▼

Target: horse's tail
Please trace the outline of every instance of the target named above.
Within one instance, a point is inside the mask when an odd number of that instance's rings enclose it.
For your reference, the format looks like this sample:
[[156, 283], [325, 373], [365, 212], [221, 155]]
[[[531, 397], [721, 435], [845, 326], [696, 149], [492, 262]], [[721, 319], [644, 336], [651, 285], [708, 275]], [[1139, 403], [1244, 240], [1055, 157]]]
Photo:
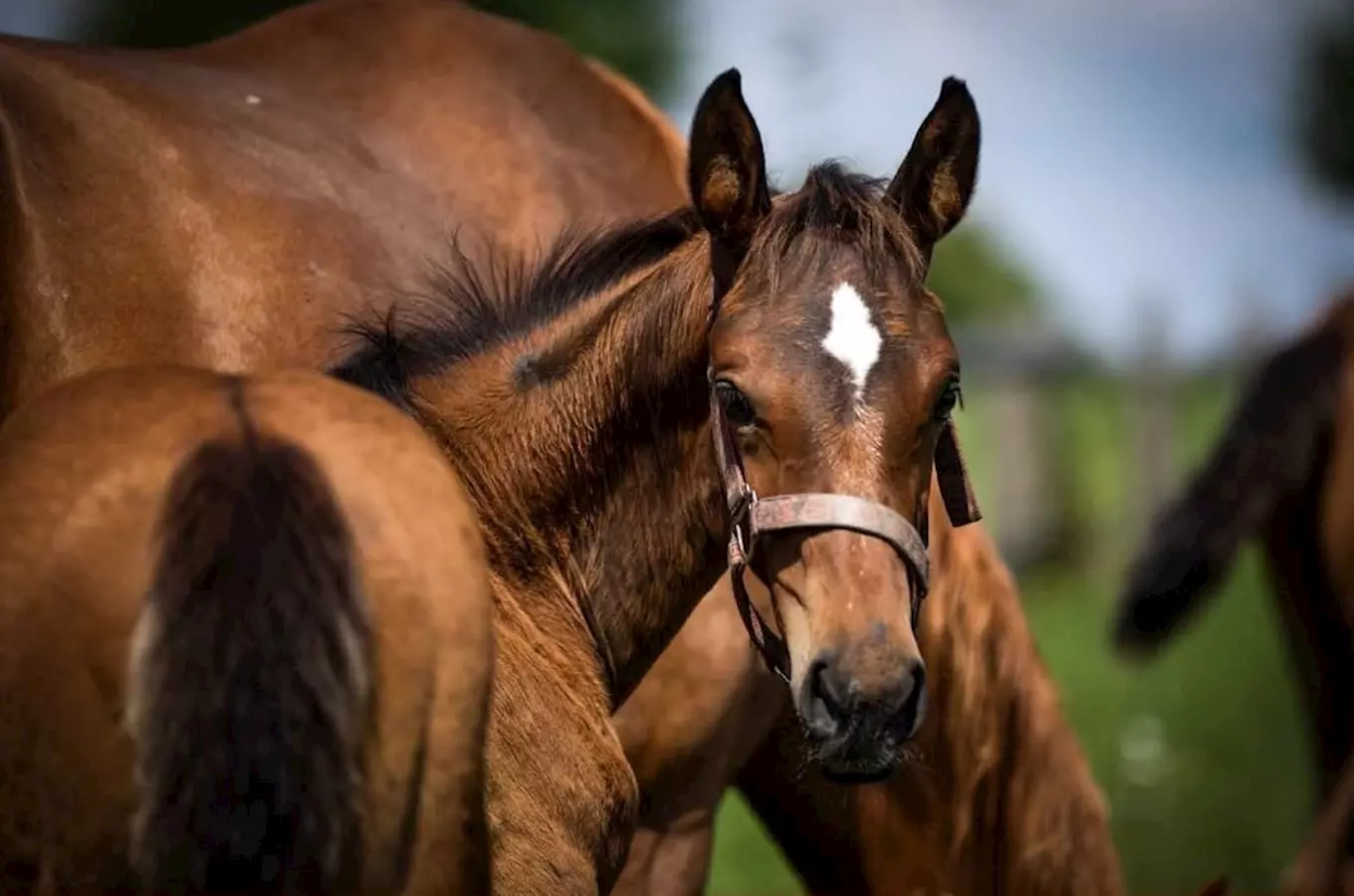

▲

> Required work
Copy every line of the listing above word for word, omitting the picture.

> Finished answer
Target: horse's tail
Please trace the outline of every instance of the target named above.
Within one instance, a point is inside the mask when an odd number of that instance's rings enclose it.
For your reference, the format looks like this sample:
[[156, 283], [325, 373], [365, 212], [221, 155]]
[[[531, 397], [721, 435], [845, 326], [696, 149], [492, 262]], [[721, 319], [644, 336], [651, 285], [708, 275]], [[1139, 403], [1244, 240], [1055, 157]]]
Photo:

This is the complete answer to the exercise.